──────── Excerpted data

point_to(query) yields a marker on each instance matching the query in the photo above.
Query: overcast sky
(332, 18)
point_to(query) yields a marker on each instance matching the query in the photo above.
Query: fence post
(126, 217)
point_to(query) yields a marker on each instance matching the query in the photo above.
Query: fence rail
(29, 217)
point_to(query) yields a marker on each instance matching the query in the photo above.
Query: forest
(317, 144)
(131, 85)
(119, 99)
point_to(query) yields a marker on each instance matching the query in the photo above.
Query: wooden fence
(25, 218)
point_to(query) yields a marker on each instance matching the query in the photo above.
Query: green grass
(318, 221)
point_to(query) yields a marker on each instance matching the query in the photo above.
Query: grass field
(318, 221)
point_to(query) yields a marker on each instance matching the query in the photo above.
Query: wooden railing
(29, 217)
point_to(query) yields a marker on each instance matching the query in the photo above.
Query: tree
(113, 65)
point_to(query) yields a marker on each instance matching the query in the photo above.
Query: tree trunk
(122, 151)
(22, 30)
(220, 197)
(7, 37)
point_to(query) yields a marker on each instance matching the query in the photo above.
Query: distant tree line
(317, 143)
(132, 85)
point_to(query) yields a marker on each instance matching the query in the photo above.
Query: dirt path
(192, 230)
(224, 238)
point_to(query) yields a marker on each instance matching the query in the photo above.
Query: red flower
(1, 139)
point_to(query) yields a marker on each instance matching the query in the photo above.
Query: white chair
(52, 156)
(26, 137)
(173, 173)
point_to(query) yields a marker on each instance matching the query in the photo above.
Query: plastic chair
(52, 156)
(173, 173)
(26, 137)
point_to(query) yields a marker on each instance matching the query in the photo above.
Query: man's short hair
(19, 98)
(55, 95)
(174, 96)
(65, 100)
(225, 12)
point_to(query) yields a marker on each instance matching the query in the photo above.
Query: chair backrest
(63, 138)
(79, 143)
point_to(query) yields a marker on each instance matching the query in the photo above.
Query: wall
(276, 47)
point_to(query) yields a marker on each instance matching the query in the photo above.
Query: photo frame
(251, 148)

────────────────

Please print the records above exactly, leaving nothing out.

point_to(query) yields a marker on each instance matching the query in the photo above.
Query: overcast sky
(332, 18)
point_to(query) yields a marker on each instance matching the query in the photo above.
Query: fence post
(126, 217)
point_to(query) yields a marker on each instance matching the query in the photo above.
Query: fence rail
(29, 217)
point_to(query) yields a marker on each instance matching the query in the photo above.
Query: forest
(317, 144)
(131, 85)
(119, 99)
point_to(query) yields a marker on each instance matching the query in the photo above.
Query: wooden fence
(25, 218)
point_to(query) yields a marker on each instance matching the query in the photo above.
Query: green grass
(318, 221)
point_to(query) yields a marker on each instance matching the query in the photo above.
Query: grass field
(318, 221)
point_to(query) yields a marker on each instance matching the query in the photo above.
Query: wooden railing
(29, 217)
point_to(query) yields a marker on each instance matching the query in the photo above.
Query: tree
(113, 65)
point_to(query) yields a marker on each instance matching the query in the photo above.
Query: tree trunk
(122, 151)
(22, 30)
(220, 197)
(7, 37)
point_to(query) yields a marker on each instance matching the query in the photo above.
Query: distant tree line
(317, 143)
(132, 85)
point_to(query) yields a marker on each instance matching the query in the photo above.
Query: dirt path
(192, 230)
(224, 238)
point_to(query) yields a marker on each instance matching the query in the photo above.
Query: red flower
(1, 139)
point_to(query) yields a marker on each instance matching the query in the photo above.
Query: white chair
(52, 156)
(26, 137)
(173, 173)
point_to(query) yields a marker on each instance matching the query in the photo above.
Query: plastic chair
(52, 156)
(173, 173)
(26, 137)
point_to(query) yields a marker on each instance matching the query in the photo above.
Query: man's short hair
(19, 98)
(55, 95)
(174, 96)
(65, 100)
(225, 12)
point_to(query) yields a marker on each instance matching the query in the photo above.
Query: chair backrest
(63, 138)
(79, 143)
point_to(query) yields a marker on each instance matching the query in the photo above.
Query: wall
(276, 47)
point_to(query) yields a marker on each instance matching the query in the photo above.
Query: photo frame
(251, 148)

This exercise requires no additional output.